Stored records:
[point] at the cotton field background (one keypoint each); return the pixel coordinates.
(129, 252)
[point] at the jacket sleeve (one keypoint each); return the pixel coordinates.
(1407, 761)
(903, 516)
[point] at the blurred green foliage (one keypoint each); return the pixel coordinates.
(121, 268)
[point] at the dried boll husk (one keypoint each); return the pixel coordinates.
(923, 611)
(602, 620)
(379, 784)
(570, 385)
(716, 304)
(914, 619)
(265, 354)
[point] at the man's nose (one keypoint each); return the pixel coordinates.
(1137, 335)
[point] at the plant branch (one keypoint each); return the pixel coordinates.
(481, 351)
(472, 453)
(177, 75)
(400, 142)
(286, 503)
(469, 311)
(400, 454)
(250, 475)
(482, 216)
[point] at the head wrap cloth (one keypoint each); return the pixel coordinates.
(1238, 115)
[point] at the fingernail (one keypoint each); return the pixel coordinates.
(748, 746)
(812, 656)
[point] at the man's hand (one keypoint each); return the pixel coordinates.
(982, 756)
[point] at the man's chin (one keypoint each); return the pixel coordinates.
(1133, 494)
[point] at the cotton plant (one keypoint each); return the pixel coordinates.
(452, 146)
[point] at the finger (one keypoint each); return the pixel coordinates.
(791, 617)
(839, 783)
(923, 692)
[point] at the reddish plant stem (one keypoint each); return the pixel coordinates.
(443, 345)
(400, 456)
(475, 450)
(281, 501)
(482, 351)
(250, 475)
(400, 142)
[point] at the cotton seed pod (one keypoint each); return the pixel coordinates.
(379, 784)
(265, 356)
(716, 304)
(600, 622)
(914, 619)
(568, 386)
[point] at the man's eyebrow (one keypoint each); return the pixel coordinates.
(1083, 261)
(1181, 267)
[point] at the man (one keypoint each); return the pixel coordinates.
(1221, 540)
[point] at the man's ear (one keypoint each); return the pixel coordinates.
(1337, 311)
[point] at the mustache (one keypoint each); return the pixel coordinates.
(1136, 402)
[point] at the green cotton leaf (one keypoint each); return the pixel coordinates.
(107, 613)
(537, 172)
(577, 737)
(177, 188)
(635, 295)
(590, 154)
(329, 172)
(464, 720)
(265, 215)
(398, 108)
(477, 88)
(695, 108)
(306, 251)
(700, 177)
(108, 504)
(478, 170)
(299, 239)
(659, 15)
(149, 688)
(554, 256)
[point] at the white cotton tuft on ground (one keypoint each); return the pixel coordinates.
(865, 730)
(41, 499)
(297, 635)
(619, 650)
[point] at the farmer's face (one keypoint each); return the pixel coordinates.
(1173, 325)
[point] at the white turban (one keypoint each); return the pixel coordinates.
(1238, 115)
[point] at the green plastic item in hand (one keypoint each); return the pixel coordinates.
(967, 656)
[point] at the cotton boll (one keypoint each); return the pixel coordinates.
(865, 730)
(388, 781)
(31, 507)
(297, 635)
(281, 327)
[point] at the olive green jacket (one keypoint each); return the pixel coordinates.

> **WHAT IS BEING ASKED**
The entire set of records should be returned exactly.

> **RESPONSE BOX**
[point] at the cotton field background (one keypoint each); return the pixel coordinates.
(129, 252)
[point] at the jacket sleeve (one keypoint each); return the pixel coordinates.
(1407, 761)
(903, 516)
[point] at the blurred green foliage (one keypoint each); return the pixel coordinates.
(121, 268)
[point] at the dried boll husk (one keypoint each); return the pixel coordinates.
(923, 611)
(602, 620)
(379, 784)
(570, 385)
(716, 304)
(914, 619)
(265, 354)
[point] at the man's nose (one keypoint each); return the pixel coordinates.
(1137, 335)
[point] at the plant branch (one keypoint each); return the pixel coordinates.
(481, 351)
(472, 453)
(177, 75)
(400, 142)
(286, 503)
(469, 311)
(400, 454)
(250, 475)
(482, 216)
[point] at the head wrap cloth (one keypoint each); return the pixel coordinates.
(1238, 115)
[point] at the fingernail (one keypoint each); return the pixel coordinates.
(748, 746)
(812, 656)
[point] at the man's hand (one keypoint each); return the pixel coordinates.
(982, 756)
[point] at the man's chin (one keypoint each); return the pixel coordinates.
(1133, 494)
[point] at the cotton plant (one keypoint each); return the pixel coordinates.
(452, 146)
[point] at the finger (one keypoint each); return the pixel coordinates.
(791, 617)
(839, 783)
(923, 692)
[point] at the reddish plant stem (one keypoint each); return the pixel coordinates.
(443, 345)
(400, 456)
(475, 450)
(281, 501)
(482, 351)
(250, 475)
(400, 142)
[point] at the cotton seed pod (one keypoint each); return the pixel coordinates.
(379, 784)
(265, 356)
(716, 304)
(600, 622)
(914, 619)
(568, 386)
[point] at the man's eyebrow (one keypoint each); return the pixel coordinates.
(1083, 261)
(1181, 267)
[point] at the man (one keypoint each); return the pixel coordinates.
(1221, 540)
[point] at the man's ear (one keypoint each); return the pixel coordinates.
(1337, 311)
[point] at the mustache (one keypoint each); return the pixel coordinates.
(1136, 402)
[point] at the green cotton leaf (one keypoint each); return the pixel coordinates.
(107, 613)
(537, 172)
(577, 737)
(177, 188)
(635, 295)
(590, 154)
(329, 172)
(464, 720)
(265, 215)
(398, 108)
(477, 88)
(695, 108)
(306, 251)
(700, 177)
(108, 504)
(478, 170)
(299, 239)
(659, 15)
(149, 688)
(554, 256)
[point] at the white cotton tuft on ground (one keypoint each); return the pixel coordinates.
(865, 730)
(41, 499)
(297, 635)
(619, 650)
[point] at the farmer's face (one keypoint each); return the pixel coordinates.
(1173, 325)
[point] at the white turban (one keypoint each); return the pixel coordinates.
(1238, 115)
[point] at the green plastic item in hand (one keypoint each); return the pixel coordinates.
(967, 656)
[point] at the cotton boll (one keypoint each); return the pixel coordinates.
(865, 730)
(388, 781)
(31, 507)
(297, 635)
(281, 327)
[point] at the olive green jacket (one keypoint each); return the pixel coordinates.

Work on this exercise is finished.